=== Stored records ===
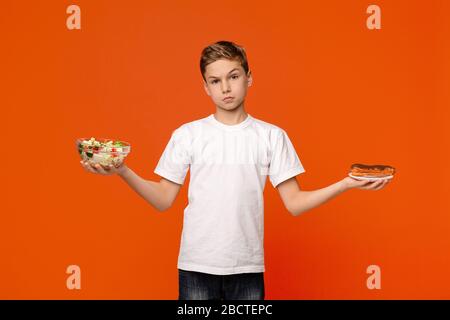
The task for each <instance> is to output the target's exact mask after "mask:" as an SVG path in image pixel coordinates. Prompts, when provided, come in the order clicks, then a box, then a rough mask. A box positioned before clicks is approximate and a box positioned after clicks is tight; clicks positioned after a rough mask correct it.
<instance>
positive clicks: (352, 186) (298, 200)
mask: <svg viewBox="0 0 450 320" xmlns="http://www.w3.org/2000/svg"><path fill="white" fill-rule="evenodd" d="M388 183H389V180H386V179H384V180H383V179H380V180H378V181H369V180H365V181H359V180H355V179H352V178H350V177H346V178H344V179H342V180H340V181H338V182H336V183H333V184H332V185H329V186H328V187H325V188H322V189H317V190H313V191H301V190H300V187H299V185H298V183H297V179H296V178H295V177H292V178H290V179H288V180H286V181H284V182H282V183H280V184H279V185H278V186H277V189H278V192H279V193H280V196H281V199H282V200H283V203H284V206H285V207H286V209H287V210H288V211H289V212H290V213H291V214H292V215H294V216H298V215H299V214H300V213H302V212H305V211H308V210H310V209H312V208H315V207H317V206H319V205H321V204H323V203H325V202H327V201H328V200H330V199H332V198H334V197H336V196H337V195H339V194H341V193H342V192H344V191H347V190H349V189H352V188H360V189H365V190H380V189H382V188H383V187H384V186H385V185H386V184H388Z"/></svg>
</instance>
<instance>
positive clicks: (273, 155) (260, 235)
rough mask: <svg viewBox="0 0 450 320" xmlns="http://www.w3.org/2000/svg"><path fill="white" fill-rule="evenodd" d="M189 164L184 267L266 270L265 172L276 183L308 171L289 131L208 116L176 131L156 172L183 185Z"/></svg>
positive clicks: (251, 117) (163, 152) (277, 128)
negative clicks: (221, 119)
mask: <svg viewBox="0 0 450 320" xmlns="http://www.w3.org/2000/svg"><path fill="white" fill-rule="evenodd" d="M189 168H190V170H191V172H190V181H189V189H188V201H189V203H188V205H187V207H186V208H185V209H184V220H183V231H182V236H181V245H180V252H179V256H178V268H179V269H183V270H189V271H198V272H204V273H210V274H218V275H227V274H236V273H248V272H264V271H265V267H264V199H263V191H264V186H265V182H266V177H267V175H269V179H270V182H271V183H272V185H273V186H274V187H276V186H277V185H278V184H280V183H281V182H283V181H285V180H287V179H289V178H291V177H294V176H296V175H298V174H300V173H302V172H305V169H304V168H303V165H302V164H301V162H300V159H299V158H298V155H297V153H296V151H295V149H294V146H293V145H292V143H291V141H290V139H289V137H288V136H287V133H286V132H285V131H284V130H283V129H281V128H279V127H277V126H275V125H272V124H269V123H267V122H264V121H261V120H258V119H255V118H253V117H252V116H251V115H249V114H247V118H246V119H245V120H244V121H242V122H240V123H238V124H236V125H226V124H224V123H222V122H219V121H218V120H216V118H215V117H214V115H213V114H211V115H209V116H208V117H205V118H202V119H199V120H195V121H192V122H189V123H185V124H183V125H181V126H180V127H178V128H177V129H175V130H174V131H173V133H172V136H171V138H170V141H169V143H168V144H167V146H166V148H165V150H164V152H163V154H162V156H161V158H160V160H159V162H158V164H157V166H156V169H155V171H154V172H155V173H156V174H158V175H160V176H161V177H164V178H166V179H168V180H170V181H173V182H175V183H178V184H183V183H184V179H185V177H186V174H187V170H188V169H189Z"/></svg>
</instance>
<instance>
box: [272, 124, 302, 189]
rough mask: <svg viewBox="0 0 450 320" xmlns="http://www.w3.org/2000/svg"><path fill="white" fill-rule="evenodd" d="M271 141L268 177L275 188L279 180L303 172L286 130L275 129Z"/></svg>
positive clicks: (277, 184)
mask: <svg viewBox="0 0 450 320" xmlns="http://www.w3.org/2000/svg"><path fill="white" fill-rule="evenodd" d="M274 136H275V138H274V139H273V140H274V141H273V142H272V143H271V145H272V152H271V157H270V165H269V179H270V182H271V183H272V185H273V187H274V188H275V187H276V186H277V185H279V184H280V183H281V182H283V181H285V180H287V179H289V178H292V177H295V176H296V175H298V174H300V173H303V172H305V169H304V168H303V165H302V163H301V162H300V159H299V157H298V155H297V152H296V151H295V148H294V146H293V145H292V142H291V140H290V139H289V137H288V135H287V133H286V131H284V130H283V129H280V130H276V131H275V134H274Z"/></svg>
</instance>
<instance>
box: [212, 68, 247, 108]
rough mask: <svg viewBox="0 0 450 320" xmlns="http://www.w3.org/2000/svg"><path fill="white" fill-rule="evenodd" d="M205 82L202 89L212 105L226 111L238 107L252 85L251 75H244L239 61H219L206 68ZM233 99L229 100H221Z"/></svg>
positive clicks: (242, 103) (243, 70)
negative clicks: (247, 90) (204, 90)
mask: <svg viewBox="0 0 450 320" xmlns="http://www.w3.org/2000/svg"><path fill="white" fill-rule="evenodd" d="M205 79H206V82H205V81H203V84H204V88H205V91H206V93H207V94H208V96H210V97H211V99H212V100H213V102H214V104H215V105H216V106H217V107H218V108H221V109H225V110H227V111H230V110H234V109H236V108H238V107H240V106H241V105H242V104H243V102H244V100H245V96H246V95H247V89H248V87H250V86H251V84H252V81H253V79H252V75H251V72H250V71H249V72H248V74H247V75H246V74H245V71H244V68H242V66H241V64H240V63H239V61H232V60H227V59H220V60H217V61H214V62H213V63H210V64H209V65H207V66H206V71H205ZM226 97H233V99H230V100H223V99H224V98H226Z"/></svg>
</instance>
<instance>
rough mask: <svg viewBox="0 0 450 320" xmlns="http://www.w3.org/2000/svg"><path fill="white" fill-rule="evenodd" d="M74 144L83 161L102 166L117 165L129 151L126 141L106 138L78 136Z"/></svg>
mask: <svg viewBox="0 0 450 320" xmlns="http://www.w3.org/2000/svg"><path fill="white" fill-rule="evenodd" d="M76 146H77V150H78V153H79V154H80V157H81V159H82V160H83V161H87V162H88V163H89V164H91V165H95V164H100V165H102V166H104V167H107V166H109V165H113V166H115V167H116V168H117V167H119V166H120V165H121V164H122V163H123V161H124V160H125V158H126V157H127V156H128V154H129V153H130V151H131V145H130V144H129V143H128V142H125V141H121V140H114V139H107V138H94V137H92V138H79V139H77V140H76Z"/></svg>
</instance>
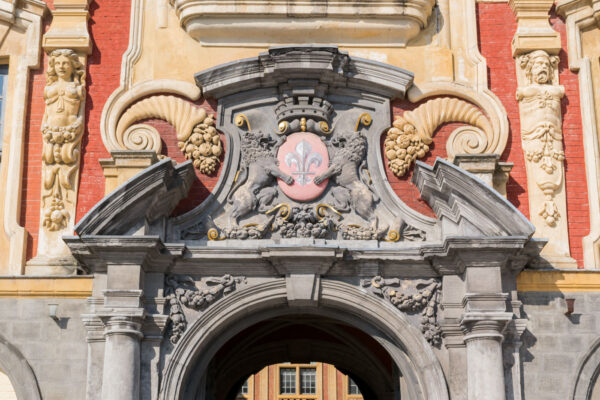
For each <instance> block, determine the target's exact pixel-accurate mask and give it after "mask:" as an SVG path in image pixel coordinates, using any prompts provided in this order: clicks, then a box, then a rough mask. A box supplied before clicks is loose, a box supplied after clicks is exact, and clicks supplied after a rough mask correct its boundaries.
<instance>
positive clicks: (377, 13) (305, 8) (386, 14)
mask: <svg viewBox="0 0 600 400" xmlns="http://www.w3.org/2000/svg"><path fill="white" fill-rule="evenodd" d="M170 3H171V4H172V5H173V7H174V9H175V12H176V14H177V16H178V18H179V20H180V22H181V26H182V27H183V28H184V29H185V31H186V32H187V33H188V35H190V36H191V37H192V38H194V39H196V40H198V41H199V42H200V43H202V44H203V45H208V46H223V45H227V46H231V45H237V44H242V45H245V46H247V45H250V46H263V45H264V46H267V45H268V44H271V43H273V42H274V41H276V43H281V44H287V43H298V38H299V37H302V38H303V41H304V42H305V43H325V44H329V43H339V44H340V45H344V46H369V45H378V46H382V45H386V46H390V47H404V46H406V44H407V42H408V41H409V40H410V39H412V38H414V37H415V36H417V35H418V34H419V32H421V30H422V29H424V28H425V27H426V26H427V23H428V19H429V17H430V16H431V14H432V12H433V11H434V5H435V1H434V0H403V1H401V2H398V1H389V0H387V1H379V2H377V3H375V4H376V5H375V4H374V3H373V2H372V1H352V2H348V1H331V0H330V1H326V0H313V1H311V2H282V1H273V0H258V1H248V0H238V1H235V2H227V3H223V2H219V1H210V0H209V1H206V0H178V1H171V2H170ZM359 16H360V17H359ZM232 23H233V24H235V26H236V29H235V30H232V29H230V28H231V24H232ZM291 24H293V25H294V29H289V27H290V25H291Z"/></svg>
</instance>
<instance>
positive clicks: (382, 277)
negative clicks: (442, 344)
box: [360, 276, 442, 346]
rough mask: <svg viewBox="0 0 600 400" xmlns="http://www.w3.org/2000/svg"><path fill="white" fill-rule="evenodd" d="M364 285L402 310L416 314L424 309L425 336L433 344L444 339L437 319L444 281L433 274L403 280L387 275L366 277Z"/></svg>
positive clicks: (375, 293) (363, 285)
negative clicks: (375, 276) (442, 285)
mask: <svg viewBox="0 0 600 400" xmlns="http://www.w3.org/2000/svg"><path fill="white" fill-rule="evenodd" d="M360 284H361V286H363V287H365V288H367V290H368V291H370V292H371V293H373V294H375V295H377V296H380V297H383V298H384V299H386V300H387V301H389V302H390V303H392V304H393V305H394V306H395V307H396V308H398V309H399V310H400V311H402V312H405V313H409V314H414V313H418V312H420V313H421V321H420V325H421V332H423V335H424V336H425V339H427V341H428V342H429V343H431V344H432V345H434V346H437V345H439V344H440V343H441V338H442V330H441V328H440V325H439V324H438V321H437V309H438V305H439V302H440V301H439V295H440V292H441V289H442V283H441V282H440V281H439V280H437V279H434V278H431V279H417V280H403V281H400V279H398V278H392V279H385V278H383V277H381V276H376V277H374V278H373V279H370V280H369V279H363V280H361V282H360Z"/></svg>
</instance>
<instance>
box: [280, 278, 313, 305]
mask: <svg viewBox="0 0 600 400" xmlns="http://www.w3.org/2000/svg"><path fill="white" fill-rule="evenodd" d="M285 285H286V289H287V298H288V304H289V305H290V307H303V306H313V307H314V306H316V305H317V304H318V302H319V294H320V291H321V275H318V274H288V275H286V277H285Z"/></svg>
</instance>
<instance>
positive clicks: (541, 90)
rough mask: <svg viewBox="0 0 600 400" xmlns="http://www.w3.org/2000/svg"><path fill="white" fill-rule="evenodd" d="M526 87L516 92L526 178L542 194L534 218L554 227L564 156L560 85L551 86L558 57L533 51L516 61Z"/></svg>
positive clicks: (563, 175)
mask: <svg viewBox="0 0 600 400" xmlns="http://www.w3.org/2000/svg"><path fill="white" fill-rule="evenodd" d="M519 65H520V66H521V69H522V70H523V72H524V73H525V79H526V85H525V86H521V87H519V89H518V90H517V100H518V101H519V107H520V111H521V139H522V143H523V151H524V153H525V160H526V165H527V169H528V171H529V179H533V180H534V181H535V183H536V185H537V186H538V188H539V189H540V190H541V192H542V193H543V196H544V198H543V201H542V202H541V204H539V205H538V211H537V213H538V215H539V216H541V217H542V219H543V220H544V222H545V224H546V225H548V226H550V227H554V226H556V223H557V221H558V219H559V218H560V217H561V213H560V211H559V207H558V206H557V204H556V201H555V196H556V193H557V192H558V191H560V190H561V188H562V186H563V176H564V163H563V160H564V158H565V153H564V151H563V143H562V139H563V137H562V128H561V126H562V117H561V105H560V102H561V99H562V98H563V96H564V95H565V90H564V88H563V87H562V86H559V85H554V84H553V76H554V75H555V71H556V68H557V66H558V57H557V56H550V55H548V53H546V52H545V51H543V50H536V51H534V52H531V53H529V54H526V55H524V56H521V57H520V59H519Z"/></svg>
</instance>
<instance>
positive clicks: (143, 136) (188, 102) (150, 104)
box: [116, 95, 223, 175]
mask: <svg viewBox="0 0 600 400" xmlns="http://www.w3.org/2000/svg"><path fill="white" fill-rule="evenodd" d="M148 118H159V119H162V120H165V121H167V122H168V123H170V124H171V125H173V127H174V128H175V130H176V131H177V145H178V146H179V149H180V150H181V152H182V153H183V155H184V156H185V158H186V159H188V160H192V161H193V164H194V167H195V168H197V169H198V170H199V171H200V172H201V173H203V174H206V175H211V174H214V173H215V171H216V169H217V167H218V165H219V158H220V157H221V154H223V144H222V141H221V137H220V136H219V133H218V131H217V129H216V128H215V120H214V117H213V116H211V115H208V114H207V112H206V111H205V110H204V109H203V108H200V107H195V106H193V105H192V104H191V103H189V102H187V101H184V100H182V99H180V98H178V97H175V96H163V95H161V96H152V97H149V98H147V99H143V100H140V101H138V102H137V103H135V104H133V105H132V106H131V107H129V108H128V109H127V110H126V111H125V112H124V113H123V115H122V116H121V118H120V119H119V123H118V125H117V133H116V136H117V140H118V141H119V144H120V145H122V147H124V148H127V149H132V150H153V151H155V152H156V153H159V154H160V152H161V149H162V145H161V140H160V136H159V134H158V132H157V131H156V129H154V128H152V127H150V126H149V125H147V124H136V122H137V121H140V120H144V119H148Z"/></svg>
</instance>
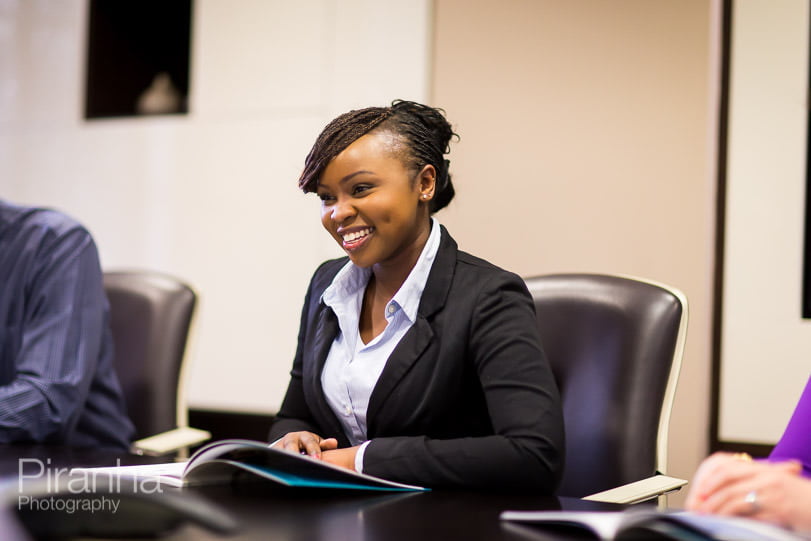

=== Aim of the exercise ===
Please switch "box" to "rectangle" in the rows starting at the beginning of the stored records and ending at the line containing "positive clicks: (352, 186) (298, 200)", leaving everything else unchanged. Give only those rows, and leave the pictures out.

=== Exercise solution ===
The task for each <instance> is to output the target's exact mask after "mask:" as an SVG path in image pixel coordinates. Prompts, when provided, come in the order clicks, then a rectangle, then a rough mask. A rectangle positioned before clicks is approximate and a rectangle positioned after clicks is tight; clicks positioned after a rough mask correct it.
<instance>
positive clicks: (352, 186) (298, 200)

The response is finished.